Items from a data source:

· · · ·

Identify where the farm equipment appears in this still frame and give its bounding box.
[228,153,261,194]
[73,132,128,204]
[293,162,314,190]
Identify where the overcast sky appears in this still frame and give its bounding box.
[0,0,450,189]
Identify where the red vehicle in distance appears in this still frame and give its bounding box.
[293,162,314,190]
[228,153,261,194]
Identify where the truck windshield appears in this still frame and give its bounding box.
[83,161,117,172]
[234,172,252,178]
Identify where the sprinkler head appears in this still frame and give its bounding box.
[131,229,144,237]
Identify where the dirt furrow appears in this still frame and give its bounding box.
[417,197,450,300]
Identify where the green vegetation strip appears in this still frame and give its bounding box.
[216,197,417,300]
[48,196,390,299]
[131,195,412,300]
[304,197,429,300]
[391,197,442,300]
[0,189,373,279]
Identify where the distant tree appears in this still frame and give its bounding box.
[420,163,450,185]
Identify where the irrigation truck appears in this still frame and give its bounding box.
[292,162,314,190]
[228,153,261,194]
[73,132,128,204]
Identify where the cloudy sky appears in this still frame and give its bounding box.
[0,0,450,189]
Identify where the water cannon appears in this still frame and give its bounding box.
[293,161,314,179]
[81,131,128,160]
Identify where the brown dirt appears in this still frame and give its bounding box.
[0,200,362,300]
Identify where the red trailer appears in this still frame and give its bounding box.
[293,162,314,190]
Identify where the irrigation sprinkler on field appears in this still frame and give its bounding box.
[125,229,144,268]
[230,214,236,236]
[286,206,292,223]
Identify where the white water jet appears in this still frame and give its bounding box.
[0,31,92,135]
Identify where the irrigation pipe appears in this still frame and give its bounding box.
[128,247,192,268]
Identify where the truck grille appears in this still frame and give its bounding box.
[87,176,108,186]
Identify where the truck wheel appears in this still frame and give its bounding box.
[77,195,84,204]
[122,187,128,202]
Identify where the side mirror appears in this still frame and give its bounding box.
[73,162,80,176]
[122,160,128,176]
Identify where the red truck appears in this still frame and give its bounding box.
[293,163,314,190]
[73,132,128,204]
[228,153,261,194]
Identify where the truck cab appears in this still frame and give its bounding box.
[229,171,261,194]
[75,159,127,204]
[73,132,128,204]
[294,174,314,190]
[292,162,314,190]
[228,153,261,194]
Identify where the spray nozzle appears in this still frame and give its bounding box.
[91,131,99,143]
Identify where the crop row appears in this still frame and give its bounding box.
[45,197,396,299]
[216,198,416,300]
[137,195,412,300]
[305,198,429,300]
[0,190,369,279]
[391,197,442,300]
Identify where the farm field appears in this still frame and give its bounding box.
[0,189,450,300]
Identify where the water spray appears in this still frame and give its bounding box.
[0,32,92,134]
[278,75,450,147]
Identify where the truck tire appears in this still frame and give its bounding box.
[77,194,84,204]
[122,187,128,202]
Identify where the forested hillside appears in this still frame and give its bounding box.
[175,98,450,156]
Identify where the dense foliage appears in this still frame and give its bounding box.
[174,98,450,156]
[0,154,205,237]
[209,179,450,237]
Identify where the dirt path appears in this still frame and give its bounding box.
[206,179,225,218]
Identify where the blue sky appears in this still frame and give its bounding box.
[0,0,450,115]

· · · ·

SHORT TASK
Retype all of the entries above character for character, keeping them in their original order.

COMPLETE RESPONSE
Identify where the farm equipment appears in this still frame and give its bounding box.
[228,153,261,194]
[73,132,128,204]
[293,162,314,190]
Identify where the overcast sky appears in this still frame and give its bounding box.
[0,0,450,189]
Identify where the red vehicle in distance appears in this still frame and give its bounding box.
[293,162,314,190]
[228,153,261,194]
Identify where the truck windshield appears in this still frame and give its bounding box.
[83,161,117,172]
[234,172,252,178]
Identify where the sprinkler head appears in this still frame and give its bounding box.
[131,229,144,237]
Identify where the dirt furrow appears in this still frame and give its bounding box.
[417,197,450,300]
Identify where the green vegetation strip appears in this still frame and give its bounding box.
[216,197,417,300]
[48,196,390,299]
[131,195,412,300]
[304,197,429,300]
[391,197,442,300]
[0,189,373,279]
Identify where the distant tree appears in this still frame and give its bounding box.
[420,163,450,185]
Identify where the irrigation truck appears in this still frame and give its bounding box.
[292,162,314,190]
[228,153,261,194]
[73,132,128,204]
Identify where the cloudy sky appears in this still frame and give its bounding box.
[0,0,450,189]
Identify where the water cannon appears in this still frame and give its bounding box.
[293,161,314,179]
[81,131,128,160]
Identify where the brown dirt appears in this still frame and give its bounding box.
[0,200,362,300]
Identify where the red trailer appears in this still frame and give its bounding box.
[293,162,314,190]
Identify where the irrigation sprinkler on field appears in this still frame and give its bounding box.
[125,229,144,268]
[230,214,236,236]
[286,206,292,223]
Identify where the white water jet appears in this still frame and give its bounding box.
[0,31,92,135]
Identify where the irrigation pipe appears in this still frame and give its bounding box.
[128,247,192,268]
Identify where the truck grille appears in this still frame and give its bounding box.
[87,176,108,186]
Identify where the truck wheel appears in this still frame and give its bounding box.
[77,195,84,204]
[122,187,128,202]
Identify where the side mirror appears in this still frame and give its bounding box.
[73,162,80,176]
[122,160,128,176]
Identify where the red truck appears in this still frame and give its bounding box.
[293,163,314,190]
[73,132,128,204]
[228,153,261,194]
Identify where the truck cab appears in this still frame and give its bounding box.
[229,171,261,194]
[75,159,127,204]
[73,132,128,204]
[294,174,314,190]
[292,162,314,190]
[228,153,261,194]
Identify where the spray nozzle appears in this still frame and give its bounding box.
[91,131,99,143]
Identify where the crop row appears in this still frame and give its bounding box.
[45,197,396,299]
[216,198,416,300]
[137,195,412,300]
[305,198,429,300]
[0,190,369,279]
[391,197,442,300]
Identify where the farm field appears in this still frame and give its bounding box.
[0,189,450,300]
Identify where the water spray appears in this still frame and give its bounding box.
[0,32,92,134]
[278,75,450,147]
Identify where the truck tire appears in this still frame and give its bounding box.
[77,194,84,204]
[122,187,128,202]
Identify where the forested hillside appears in this still frame and give its bounding box.
[175,98,450,156]
Identify where the dense foliage appears in this still frame and give its bounding box.
[174,98,450,156]
[0,154,205,237]
[209,179,450,237]
Identify where the dirt path appears in this still frame and give its bounding box.
[206,179,225,218]
Identify where the blue sky appears in this still frame and give its bounding box.
[0,0,450,115]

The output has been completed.